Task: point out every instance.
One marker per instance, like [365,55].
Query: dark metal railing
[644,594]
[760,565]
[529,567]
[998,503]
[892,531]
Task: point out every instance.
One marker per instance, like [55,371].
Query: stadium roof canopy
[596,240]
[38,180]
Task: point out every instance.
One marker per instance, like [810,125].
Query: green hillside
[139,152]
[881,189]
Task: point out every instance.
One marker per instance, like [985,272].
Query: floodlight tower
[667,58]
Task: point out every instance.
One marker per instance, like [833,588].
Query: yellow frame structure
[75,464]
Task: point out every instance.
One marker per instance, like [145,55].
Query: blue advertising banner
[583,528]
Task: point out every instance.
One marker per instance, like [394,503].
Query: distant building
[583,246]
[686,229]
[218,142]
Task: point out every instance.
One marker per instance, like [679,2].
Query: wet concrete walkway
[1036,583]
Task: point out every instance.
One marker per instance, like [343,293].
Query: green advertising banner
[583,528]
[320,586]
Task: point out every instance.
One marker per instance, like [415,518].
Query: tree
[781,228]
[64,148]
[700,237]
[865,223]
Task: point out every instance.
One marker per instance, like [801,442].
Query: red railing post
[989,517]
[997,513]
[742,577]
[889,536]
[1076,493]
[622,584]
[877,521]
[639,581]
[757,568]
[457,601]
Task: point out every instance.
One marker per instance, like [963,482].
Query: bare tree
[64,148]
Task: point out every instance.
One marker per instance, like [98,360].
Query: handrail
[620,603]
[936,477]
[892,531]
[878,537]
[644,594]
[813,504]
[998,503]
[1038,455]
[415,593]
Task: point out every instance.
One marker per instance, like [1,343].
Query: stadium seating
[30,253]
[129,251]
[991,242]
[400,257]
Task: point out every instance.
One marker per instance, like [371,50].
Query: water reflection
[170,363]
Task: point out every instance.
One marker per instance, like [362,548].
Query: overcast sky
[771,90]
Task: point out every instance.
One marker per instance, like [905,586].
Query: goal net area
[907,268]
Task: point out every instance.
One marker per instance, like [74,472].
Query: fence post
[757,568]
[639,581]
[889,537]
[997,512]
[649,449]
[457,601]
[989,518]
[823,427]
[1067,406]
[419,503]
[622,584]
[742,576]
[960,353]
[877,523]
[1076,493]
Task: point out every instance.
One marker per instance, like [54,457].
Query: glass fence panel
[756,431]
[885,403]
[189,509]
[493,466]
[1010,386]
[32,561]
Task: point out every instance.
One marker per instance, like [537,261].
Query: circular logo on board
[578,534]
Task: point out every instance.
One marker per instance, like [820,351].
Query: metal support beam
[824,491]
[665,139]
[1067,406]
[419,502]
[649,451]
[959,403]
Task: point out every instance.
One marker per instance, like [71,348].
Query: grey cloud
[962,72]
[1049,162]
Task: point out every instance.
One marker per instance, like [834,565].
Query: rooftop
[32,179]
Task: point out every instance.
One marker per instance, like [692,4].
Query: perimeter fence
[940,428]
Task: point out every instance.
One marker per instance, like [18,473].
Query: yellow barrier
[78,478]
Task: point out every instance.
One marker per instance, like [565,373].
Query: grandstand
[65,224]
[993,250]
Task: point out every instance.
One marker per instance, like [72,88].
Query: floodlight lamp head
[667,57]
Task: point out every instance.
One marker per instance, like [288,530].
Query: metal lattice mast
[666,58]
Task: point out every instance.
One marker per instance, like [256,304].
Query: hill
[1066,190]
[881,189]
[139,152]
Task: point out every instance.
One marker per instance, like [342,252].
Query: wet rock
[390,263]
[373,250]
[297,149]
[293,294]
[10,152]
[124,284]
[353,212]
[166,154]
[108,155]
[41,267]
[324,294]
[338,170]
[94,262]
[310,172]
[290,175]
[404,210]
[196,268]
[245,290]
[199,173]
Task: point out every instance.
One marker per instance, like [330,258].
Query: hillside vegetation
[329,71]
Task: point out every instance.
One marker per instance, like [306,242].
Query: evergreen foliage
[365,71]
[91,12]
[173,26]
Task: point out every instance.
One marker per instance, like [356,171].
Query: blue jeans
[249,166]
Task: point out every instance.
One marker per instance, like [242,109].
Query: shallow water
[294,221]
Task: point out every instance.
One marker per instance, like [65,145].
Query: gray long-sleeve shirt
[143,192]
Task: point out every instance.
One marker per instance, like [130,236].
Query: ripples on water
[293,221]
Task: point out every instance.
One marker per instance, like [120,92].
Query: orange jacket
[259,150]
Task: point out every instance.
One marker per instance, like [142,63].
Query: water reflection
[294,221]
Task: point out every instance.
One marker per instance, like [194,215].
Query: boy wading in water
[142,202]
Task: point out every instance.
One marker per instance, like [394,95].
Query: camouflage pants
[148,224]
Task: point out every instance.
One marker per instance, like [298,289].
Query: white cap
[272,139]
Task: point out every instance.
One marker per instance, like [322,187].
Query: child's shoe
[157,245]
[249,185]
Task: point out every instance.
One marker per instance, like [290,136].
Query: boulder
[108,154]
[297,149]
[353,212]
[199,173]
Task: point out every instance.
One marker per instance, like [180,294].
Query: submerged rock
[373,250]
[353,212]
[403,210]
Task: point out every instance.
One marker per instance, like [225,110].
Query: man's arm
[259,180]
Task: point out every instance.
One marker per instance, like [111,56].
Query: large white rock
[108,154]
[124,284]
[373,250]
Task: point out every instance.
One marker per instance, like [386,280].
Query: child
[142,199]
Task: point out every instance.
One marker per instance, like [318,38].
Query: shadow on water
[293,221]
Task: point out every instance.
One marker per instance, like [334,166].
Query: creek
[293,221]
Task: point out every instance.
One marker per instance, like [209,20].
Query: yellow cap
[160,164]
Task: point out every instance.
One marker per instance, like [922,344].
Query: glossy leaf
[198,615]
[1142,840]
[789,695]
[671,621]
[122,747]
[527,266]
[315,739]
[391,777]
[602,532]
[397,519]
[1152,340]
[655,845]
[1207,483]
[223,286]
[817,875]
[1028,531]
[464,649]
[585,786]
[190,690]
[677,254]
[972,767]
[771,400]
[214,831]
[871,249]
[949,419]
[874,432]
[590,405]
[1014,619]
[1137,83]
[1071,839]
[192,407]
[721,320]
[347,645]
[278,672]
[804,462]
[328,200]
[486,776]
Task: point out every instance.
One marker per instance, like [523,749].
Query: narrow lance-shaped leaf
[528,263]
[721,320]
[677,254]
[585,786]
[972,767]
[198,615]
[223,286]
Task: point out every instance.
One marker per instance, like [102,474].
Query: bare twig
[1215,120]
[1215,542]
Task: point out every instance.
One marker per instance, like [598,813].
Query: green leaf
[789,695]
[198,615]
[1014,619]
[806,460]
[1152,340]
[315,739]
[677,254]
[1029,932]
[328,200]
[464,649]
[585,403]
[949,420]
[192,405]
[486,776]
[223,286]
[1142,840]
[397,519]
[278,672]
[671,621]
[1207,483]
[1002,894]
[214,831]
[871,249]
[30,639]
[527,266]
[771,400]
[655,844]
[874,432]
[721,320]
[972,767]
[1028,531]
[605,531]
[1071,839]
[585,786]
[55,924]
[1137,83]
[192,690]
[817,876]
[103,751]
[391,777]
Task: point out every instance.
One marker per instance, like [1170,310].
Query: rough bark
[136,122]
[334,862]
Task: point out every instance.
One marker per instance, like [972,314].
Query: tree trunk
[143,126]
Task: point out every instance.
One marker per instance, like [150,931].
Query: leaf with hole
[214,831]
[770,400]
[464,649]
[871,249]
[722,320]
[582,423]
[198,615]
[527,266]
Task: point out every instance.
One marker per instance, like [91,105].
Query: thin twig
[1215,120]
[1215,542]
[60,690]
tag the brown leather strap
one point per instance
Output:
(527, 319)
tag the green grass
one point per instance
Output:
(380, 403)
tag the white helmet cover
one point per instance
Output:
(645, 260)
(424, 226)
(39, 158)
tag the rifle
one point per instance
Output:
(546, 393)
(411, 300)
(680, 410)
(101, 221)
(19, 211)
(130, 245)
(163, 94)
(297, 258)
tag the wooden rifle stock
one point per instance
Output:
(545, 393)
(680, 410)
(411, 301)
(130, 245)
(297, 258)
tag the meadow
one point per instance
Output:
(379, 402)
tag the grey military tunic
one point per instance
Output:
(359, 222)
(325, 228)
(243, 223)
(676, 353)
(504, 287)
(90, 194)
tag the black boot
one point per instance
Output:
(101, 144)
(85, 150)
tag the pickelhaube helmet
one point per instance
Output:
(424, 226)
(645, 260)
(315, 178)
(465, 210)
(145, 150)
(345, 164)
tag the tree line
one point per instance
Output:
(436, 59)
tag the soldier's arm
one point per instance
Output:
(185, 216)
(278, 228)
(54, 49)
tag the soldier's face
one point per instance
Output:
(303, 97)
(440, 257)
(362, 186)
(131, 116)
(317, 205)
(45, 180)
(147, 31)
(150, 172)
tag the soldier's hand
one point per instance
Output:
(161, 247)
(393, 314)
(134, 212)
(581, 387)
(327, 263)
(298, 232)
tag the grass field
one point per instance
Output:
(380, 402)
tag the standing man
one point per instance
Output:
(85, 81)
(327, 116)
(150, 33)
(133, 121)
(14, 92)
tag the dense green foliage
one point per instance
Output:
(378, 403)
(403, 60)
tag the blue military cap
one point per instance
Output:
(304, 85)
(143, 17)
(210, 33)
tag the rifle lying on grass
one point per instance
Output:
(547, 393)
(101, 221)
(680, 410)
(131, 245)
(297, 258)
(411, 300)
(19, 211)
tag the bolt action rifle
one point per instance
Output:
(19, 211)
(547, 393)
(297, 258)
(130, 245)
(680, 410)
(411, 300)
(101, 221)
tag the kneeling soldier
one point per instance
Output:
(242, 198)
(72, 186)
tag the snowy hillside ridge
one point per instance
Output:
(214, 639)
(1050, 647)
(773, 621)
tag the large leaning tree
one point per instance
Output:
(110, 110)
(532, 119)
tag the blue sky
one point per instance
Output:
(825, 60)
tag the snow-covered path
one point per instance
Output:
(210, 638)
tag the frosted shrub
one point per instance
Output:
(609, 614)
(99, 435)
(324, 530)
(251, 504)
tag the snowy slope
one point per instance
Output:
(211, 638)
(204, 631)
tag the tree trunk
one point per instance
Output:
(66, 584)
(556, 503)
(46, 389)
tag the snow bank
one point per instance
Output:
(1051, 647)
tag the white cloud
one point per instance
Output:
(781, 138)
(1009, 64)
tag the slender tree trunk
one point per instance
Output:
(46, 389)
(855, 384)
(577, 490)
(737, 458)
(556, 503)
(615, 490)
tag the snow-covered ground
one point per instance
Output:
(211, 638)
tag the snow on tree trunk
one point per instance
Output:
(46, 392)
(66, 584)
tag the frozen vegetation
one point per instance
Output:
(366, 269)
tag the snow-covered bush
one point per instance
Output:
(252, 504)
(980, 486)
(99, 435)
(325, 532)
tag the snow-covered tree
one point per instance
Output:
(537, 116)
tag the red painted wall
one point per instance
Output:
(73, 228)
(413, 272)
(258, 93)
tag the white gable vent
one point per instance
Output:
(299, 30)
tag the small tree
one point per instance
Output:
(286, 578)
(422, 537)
· · ·
_EXERCISE DIRECTIONS_: For the word "covered", count the lines of the data that contain it and give only the count.

_SOLUTION TO THIS EXERCISE_: 4